*** Text for analysis ***
Video: UCD honours Laura Brennan, advocate who restored public confidence in HPV vaccine
Posted 13 December, 2018
HPV vaccine campaigner Laura Brennan has received an honorary degree from University College Dublin in recognition of her advocacy in highlighting how the jab protects girls from developing cervical cancer as adults.
The 26-year-old, from Ennis in Co. Clare, was diagnosed with cervical cancer stage 2B two years ago, and decided to become involved with the HSE’s campaign to restore public trust in the HPV vaccine after her cancer was diagnosed as terminal.
Laura contacted the HSE on Facebook to offer her personal story as encouragement for parents to have their children vaccinated against cervical cancer.
The HSE offers the HPV vaccine, free of charge, to all girls in first year in second level schools as this age group ensures the best response to the vaccine.
However vaccination wasn’t available to Laura when she attended school, as this scheme wasn’t introduced until 2010.
Laura with her father Larry and mother Bernadette at UCD following her honorary degree ceremony
Recommended by the World Health Organization, the International Federation of Obstetricians and Gynaecologists and the National Immunisation Advisory Committee, the HPV vaccine is soon to be made available to boys in Ireland too.
Laura’s tireless efforts have been instrumental in encouraging parents to have their children vaccinated against cervical cancer.
When Laura began this work, there was a significant crisis in public confidence for the HPV vaccination.
Now the rate of vaccination is above 70% and rising, with over 250,000 girls in Ireland having received the HPV jab.
Thank you so much to @ucddublin . Truly honored and humbled to have received a honorary doctorate https://t.co/vS2r7igwUv— Laura Brennan (@laura_jbrennan) December 12, 2018
“Ireland is the only country in the developed world that has managed to overcome [this] crisis in public confidence,” said Professor Donal Brennan, UCD Professor of Gynaecological Oncology at the UCD School of Medicine.
“Laura has travelled Ireland and the world to promote HPV vaccination… She has helped to rebuild trust and confidence in HPV vaccination and we can see that is increasing its uptake.
“Her honesty, courage and strength in delivering her own difficult story demonstrates the impact the patient’s voice can have on the public.
*** End of Text for analysis ***
*** Information provided ***
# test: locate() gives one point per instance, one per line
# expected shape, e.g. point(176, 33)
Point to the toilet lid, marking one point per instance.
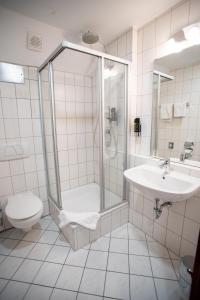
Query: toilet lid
point(23, 206)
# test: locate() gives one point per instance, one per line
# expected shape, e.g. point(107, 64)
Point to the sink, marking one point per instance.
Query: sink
point(174, 187)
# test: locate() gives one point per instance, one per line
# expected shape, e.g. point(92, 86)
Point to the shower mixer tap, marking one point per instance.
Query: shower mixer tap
point(111, 114)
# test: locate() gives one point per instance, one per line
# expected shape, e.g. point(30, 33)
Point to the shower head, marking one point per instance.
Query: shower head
point(90, 37)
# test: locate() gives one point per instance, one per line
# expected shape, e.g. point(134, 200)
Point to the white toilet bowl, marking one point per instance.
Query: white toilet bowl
point(24, 210)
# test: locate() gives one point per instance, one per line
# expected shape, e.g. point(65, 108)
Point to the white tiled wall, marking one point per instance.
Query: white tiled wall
point(153, 43)
point(174, 226)
point(20, 122)
point(178, 227)
point(185, 88)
*** End of Information provided ***
* _Work instructions_
[1] Write out the passage of the article on Laura Brennan between "Laura contacted the" and "in Ireland too.", inclusive.
[2] According to the article on Laura Brennan, in what year was the HPV vaccination scheme introduced in schools?

* _Task-by-task solutions_
[1]
Laura contacted the HSE on Facebook to offer her personal story as encouragement for parents to have their children vaccinated against cervical cancer.
The HSE offers the HPV vaccine, free of charge, to all girls in first year in second level schools as this age group ensures the best response to the vaccine.
However vaccination wasn’t available to Laura when she attended school, as this scheme wasn’t introduced until 2010.
Laura with her father Larry and mother Bernadette at UCD following her honorary degree ceremony
Recommended by the World Health Organization, the International Federation of Obstetricians and Gynaecologists and the National Immunisation Advisory Committee, the HPV vaccine is soon to be made available to boys in Ireland too.

[2] 2010